# Task statement:
Reproduce the lines below from the one that contains "# test: for every instance of the suit" through the end, inclusive, and add nothing.
┌──
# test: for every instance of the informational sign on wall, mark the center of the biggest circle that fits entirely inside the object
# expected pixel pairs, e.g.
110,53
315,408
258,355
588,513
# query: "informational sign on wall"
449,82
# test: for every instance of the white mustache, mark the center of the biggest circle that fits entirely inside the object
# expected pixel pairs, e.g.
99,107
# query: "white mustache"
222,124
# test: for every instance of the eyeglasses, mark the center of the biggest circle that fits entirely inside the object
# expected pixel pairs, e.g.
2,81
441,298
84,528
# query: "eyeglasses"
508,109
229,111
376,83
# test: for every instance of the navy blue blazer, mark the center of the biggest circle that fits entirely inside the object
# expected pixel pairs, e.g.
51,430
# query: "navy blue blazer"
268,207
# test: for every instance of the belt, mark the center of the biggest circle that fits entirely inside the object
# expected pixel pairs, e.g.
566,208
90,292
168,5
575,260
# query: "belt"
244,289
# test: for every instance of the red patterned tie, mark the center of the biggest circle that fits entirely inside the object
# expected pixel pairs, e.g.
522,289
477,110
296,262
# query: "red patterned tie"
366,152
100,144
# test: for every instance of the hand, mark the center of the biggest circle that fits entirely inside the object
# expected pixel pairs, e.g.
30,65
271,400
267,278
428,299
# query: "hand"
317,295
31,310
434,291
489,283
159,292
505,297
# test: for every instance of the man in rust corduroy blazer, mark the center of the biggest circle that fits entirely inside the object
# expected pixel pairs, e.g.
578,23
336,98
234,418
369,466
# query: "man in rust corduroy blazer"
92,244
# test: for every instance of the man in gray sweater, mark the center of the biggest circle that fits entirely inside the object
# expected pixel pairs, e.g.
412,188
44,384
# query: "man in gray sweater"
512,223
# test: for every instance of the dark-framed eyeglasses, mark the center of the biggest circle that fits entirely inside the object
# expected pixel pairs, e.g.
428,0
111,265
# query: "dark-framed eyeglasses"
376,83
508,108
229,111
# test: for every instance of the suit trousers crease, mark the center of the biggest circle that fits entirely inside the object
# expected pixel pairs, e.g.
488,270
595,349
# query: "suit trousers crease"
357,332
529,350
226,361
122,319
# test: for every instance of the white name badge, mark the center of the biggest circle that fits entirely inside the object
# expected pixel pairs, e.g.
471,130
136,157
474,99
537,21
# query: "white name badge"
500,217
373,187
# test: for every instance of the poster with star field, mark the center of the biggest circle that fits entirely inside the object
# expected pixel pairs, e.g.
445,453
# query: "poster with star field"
└──
# Answer to the exercise:
# test: for every instance of the suit trousers crease, mark the center of the biggest circle that fits entirely inside the object
# expected pixel pairs, e.g.
488,270
595,349
# query: "suit trousers crease"
357,332
529,350
226,361
122,319
# test: for every instance of the white name badge, mark the center of the biggest circle that fits entirely inside the object
# expected pixel pairs, e.g.
471,130
136,157
474,99
537,21
# query: "white name badge"
500,217
373,187
# test: for every instance of the poster with star field, mark the center of the biggest circle that fits entirely inside the object
# expected pixel pairs, e.g.
445,453
# query: "poster with star field"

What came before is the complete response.